Pick out and copy each line in the entries below that contains the string "target".

— begin Entries shown —

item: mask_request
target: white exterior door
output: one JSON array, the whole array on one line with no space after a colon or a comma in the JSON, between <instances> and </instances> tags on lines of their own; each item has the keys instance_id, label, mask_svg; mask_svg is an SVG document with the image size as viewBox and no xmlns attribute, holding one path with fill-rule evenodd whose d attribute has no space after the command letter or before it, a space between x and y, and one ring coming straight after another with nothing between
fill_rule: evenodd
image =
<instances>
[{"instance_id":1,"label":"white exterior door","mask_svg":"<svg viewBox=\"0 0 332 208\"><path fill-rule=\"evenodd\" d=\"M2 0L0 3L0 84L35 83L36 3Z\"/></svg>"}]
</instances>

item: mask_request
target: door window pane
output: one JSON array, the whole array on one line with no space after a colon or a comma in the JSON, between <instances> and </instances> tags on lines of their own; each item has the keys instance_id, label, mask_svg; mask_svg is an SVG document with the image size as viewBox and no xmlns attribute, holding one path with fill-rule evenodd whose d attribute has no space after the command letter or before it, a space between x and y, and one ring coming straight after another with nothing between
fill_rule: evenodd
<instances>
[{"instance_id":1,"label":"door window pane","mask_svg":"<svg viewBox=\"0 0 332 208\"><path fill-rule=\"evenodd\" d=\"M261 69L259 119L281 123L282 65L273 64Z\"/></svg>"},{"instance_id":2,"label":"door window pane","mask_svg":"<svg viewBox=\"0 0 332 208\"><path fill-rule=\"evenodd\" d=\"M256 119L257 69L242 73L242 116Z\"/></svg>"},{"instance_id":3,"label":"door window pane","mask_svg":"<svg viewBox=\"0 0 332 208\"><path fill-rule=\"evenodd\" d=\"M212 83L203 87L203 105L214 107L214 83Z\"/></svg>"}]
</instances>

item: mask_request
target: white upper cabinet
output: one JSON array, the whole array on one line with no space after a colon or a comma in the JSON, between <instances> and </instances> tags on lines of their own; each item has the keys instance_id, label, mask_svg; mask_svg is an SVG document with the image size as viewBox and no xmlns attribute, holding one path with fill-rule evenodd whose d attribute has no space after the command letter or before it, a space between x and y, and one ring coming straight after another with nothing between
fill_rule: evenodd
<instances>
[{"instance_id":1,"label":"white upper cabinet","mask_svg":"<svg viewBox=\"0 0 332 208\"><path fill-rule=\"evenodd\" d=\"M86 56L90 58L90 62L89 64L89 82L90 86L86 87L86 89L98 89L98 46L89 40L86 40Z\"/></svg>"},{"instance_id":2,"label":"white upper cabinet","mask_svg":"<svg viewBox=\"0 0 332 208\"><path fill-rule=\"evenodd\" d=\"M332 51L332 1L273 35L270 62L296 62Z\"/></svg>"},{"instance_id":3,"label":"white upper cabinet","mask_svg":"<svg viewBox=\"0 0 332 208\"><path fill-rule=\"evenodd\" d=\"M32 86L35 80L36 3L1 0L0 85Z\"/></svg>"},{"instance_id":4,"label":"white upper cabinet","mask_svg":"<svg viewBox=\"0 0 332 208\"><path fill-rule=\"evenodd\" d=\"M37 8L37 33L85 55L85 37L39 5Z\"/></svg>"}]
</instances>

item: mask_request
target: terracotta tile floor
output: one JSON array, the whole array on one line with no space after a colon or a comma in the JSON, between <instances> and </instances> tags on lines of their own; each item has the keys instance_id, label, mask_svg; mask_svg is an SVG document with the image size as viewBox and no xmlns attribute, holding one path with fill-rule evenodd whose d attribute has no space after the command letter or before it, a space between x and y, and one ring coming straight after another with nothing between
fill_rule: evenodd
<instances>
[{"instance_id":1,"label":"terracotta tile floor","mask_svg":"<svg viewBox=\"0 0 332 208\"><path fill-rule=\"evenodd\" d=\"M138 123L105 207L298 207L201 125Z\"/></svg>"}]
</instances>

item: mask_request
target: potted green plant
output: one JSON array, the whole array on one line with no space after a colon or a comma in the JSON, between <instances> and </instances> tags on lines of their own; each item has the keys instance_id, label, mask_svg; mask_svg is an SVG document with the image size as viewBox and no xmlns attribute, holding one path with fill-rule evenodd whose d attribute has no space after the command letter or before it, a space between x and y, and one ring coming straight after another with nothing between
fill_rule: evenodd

— end Entries shown —

### Solution for this exercise
target: white exterior door
target: door window pane
target: white upper cabinet
target: terracotta tile floor
target: potted green plant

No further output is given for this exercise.